GIVEN INSTRUCTION >> Only the lines from the one containing "Mark the firefighter in" through the end of the data below should be copied, each exactly as written and with both ends kept.

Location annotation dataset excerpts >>
## START

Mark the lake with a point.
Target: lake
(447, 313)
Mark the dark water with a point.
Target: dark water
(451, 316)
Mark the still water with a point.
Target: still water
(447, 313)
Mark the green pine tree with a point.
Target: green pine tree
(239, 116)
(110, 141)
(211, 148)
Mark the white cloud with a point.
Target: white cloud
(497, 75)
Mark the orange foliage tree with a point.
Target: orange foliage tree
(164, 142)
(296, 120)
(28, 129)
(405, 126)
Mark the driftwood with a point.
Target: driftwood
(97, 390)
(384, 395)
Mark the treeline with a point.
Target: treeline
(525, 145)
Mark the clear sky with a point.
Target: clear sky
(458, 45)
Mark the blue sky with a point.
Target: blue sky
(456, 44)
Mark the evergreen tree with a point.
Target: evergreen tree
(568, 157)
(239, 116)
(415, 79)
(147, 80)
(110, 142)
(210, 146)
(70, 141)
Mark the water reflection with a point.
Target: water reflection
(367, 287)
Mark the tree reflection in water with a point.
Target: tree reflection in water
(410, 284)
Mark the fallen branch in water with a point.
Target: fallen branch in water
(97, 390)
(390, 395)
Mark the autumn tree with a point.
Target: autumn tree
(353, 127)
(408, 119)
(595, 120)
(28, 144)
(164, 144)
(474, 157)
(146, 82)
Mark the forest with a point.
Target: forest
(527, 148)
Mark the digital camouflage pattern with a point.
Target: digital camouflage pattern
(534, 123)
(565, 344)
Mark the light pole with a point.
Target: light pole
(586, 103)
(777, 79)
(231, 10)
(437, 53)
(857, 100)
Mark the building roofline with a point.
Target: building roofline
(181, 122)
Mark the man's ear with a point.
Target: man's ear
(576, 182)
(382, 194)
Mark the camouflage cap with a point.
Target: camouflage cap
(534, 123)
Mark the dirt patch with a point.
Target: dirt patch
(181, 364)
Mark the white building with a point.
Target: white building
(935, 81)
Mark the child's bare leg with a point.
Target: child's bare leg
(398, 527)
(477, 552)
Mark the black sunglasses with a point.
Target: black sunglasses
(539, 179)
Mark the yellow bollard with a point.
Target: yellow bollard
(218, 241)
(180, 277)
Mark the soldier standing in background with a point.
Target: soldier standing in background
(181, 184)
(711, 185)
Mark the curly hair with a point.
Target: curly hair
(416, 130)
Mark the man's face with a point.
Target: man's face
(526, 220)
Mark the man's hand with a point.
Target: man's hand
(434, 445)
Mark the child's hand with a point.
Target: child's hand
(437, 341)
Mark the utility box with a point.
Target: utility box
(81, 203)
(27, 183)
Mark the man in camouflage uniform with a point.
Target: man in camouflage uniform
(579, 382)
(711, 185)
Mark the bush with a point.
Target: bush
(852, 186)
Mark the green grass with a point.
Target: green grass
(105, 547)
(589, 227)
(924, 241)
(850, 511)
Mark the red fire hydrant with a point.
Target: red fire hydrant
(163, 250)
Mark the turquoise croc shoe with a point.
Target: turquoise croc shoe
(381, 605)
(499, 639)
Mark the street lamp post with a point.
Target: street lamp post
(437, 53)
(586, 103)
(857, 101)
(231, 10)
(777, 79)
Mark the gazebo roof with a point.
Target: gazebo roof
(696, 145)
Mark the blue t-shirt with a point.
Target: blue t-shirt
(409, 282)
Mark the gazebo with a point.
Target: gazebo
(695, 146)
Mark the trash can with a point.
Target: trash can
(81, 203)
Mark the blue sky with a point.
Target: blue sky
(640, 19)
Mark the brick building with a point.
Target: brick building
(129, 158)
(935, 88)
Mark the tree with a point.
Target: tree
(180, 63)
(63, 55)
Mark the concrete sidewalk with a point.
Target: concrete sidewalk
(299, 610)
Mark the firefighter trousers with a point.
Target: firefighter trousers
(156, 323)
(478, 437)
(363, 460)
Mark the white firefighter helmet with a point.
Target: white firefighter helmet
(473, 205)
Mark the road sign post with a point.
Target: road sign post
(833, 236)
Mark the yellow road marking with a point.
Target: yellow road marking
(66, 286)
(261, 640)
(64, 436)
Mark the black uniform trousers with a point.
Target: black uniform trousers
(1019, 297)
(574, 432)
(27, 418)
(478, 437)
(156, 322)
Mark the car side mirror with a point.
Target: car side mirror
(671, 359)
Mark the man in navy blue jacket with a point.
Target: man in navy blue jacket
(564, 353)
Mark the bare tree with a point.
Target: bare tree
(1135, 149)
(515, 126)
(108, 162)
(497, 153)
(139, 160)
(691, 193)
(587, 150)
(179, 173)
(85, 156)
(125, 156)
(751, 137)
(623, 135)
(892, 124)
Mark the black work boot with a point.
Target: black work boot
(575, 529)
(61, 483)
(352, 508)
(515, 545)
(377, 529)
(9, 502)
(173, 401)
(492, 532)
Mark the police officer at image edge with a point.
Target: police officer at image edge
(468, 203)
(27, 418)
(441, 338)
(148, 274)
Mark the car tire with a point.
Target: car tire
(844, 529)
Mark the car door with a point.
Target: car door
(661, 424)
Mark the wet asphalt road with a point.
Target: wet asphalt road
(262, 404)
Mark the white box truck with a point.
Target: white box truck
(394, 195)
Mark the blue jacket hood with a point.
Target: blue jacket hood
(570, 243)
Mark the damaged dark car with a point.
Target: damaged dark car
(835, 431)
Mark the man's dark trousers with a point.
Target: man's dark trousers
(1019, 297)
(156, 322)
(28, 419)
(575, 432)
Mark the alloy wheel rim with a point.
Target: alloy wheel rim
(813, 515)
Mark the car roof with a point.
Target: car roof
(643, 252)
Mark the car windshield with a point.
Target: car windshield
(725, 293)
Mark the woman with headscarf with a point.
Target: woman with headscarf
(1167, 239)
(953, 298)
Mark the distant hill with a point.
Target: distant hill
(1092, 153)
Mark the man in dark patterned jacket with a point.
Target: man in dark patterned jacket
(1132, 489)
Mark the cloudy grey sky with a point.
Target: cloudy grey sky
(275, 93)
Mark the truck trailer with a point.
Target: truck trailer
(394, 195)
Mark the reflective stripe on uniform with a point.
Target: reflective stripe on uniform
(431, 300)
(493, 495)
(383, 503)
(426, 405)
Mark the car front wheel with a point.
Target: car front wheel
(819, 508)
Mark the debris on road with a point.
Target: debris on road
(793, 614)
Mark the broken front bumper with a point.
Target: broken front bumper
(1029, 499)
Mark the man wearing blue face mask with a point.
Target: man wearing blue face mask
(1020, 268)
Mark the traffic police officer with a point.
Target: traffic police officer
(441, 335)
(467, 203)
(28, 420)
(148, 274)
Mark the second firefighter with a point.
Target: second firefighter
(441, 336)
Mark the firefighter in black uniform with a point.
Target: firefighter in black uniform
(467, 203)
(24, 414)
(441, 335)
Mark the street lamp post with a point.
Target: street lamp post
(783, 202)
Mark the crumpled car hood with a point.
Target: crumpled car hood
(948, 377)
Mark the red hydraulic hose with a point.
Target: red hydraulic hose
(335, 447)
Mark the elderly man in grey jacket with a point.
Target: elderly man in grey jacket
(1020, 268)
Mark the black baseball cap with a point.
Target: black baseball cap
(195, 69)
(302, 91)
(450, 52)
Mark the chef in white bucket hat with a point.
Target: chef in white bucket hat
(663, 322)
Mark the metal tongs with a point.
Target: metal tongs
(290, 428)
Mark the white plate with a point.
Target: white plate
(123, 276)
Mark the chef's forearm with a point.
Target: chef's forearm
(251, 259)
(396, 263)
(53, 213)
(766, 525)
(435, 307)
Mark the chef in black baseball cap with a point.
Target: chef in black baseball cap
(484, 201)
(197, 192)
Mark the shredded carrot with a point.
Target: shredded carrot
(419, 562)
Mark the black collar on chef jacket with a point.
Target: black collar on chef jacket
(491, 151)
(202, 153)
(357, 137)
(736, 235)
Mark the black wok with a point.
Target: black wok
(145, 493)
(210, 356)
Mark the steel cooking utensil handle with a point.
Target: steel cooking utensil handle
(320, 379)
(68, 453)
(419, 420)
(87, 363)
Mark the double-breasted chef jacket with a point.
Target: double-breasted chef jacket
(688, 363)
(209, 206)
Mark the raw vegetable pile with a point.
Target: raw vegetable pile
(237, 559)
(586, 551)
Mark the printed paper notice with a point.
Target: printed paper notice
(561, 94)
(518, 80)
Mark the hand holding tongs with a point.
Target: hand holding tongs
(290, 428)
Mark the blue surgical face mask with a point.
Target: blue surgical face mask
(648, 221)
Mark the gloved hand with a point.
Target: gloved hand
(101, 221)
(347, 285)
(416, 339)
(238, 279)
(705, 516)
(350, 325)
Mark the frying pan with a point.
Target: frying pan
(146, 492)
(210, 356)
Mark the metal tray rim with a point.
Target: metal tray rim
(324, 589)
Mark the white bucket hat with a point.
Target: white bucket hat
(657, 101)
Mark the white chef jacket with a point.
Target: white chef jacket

## END

RESULT >>
Mark the firefighter in black uniform with a point.
Target: firefighter in black uniform
(467, 203)
(24, 414)
(441, 335)
Mark the street lamp post with a point.
Target: street lamp post
(783, 202)
Mark the crumpled car hood with a point.
Target: crumpled car hood
(948, 377)
Mark the red hydraulic hose with a point.
Target: red hydraulic hose
(335, 447)
Mark the elderly man in grey jacket with a point.
Target: elderly man in grey jacket
(1020, 268)
Mark the black baseball cap with a point.
Target: black baseball cap
(195, 69)
(302, 91)
(450, 52)
Mark the chef in white bucket hat with a point.
Target: chef in white bucket hat
(663, 322)
Mark the metal tongs with a point.
Target: metal tongs
(290, 428)
Mark the white plate with a point.
Target: white plate
(123, 276)
Mark the chef's forearm with a point.
Target: chef's forearm
(251, 259)
(396, 263)
(53, 213)
(766, 525)
(435, 307)
Mark the chef in black baseball cap with a point.
Target: chef in black baseball cap
(484, 201)
(197, 192)
Mark the shredded carrot with a point.
Target: shredded carrot
(419, 562)
Mark the black collar on chef jacket with a point.
Target: black collar on chef jacket
(491, 151)
(202, 153)
(357, 137)
(736, 235)
Mark the black wok with a point.
Target: black wok
(145, 493)
(210, 356)
Mark the steel cooking utensil handle with a point.
Target: steel cooking utensil handle
(320, 379)
(68, 453)
(419, 420)
(87, 363)
Mark the double-breasted chef jacket with a point.
Target: double-breasted chef jacket
(688, 363)
(209, 206)
Mark the raw vegetable pile with a point.
Target: raw vegetable pile
(237, 559)
(586, 551)
Mark the printed paper notice with a point.
Target: printed paper notice
(561, 94)
(518, 80)
Mark the hand holding tongs with a point.
Target: hand holding tongs
(290, 428)
Mark the blue surgical face mask with a point.
Target: blue surgical face mask
(648, 221)
Mark the gloved hand with a point.
Target: gloved hand
(101, 221)
(347, 285)
(416, 339)
(238, 279)
(705, 516)
(350, 325)
Mark the frying pan with a point.
Target: frying pan
(146, 492)
(210, 356)
Mark the metal tray rim with a point.
Target: metal tray rim
(324, 589)
Mark the white bucket hat with a point.
Target: white bucket hat
(657, 101)
Mark the white chef jacket with a point.
Target: white chef jacket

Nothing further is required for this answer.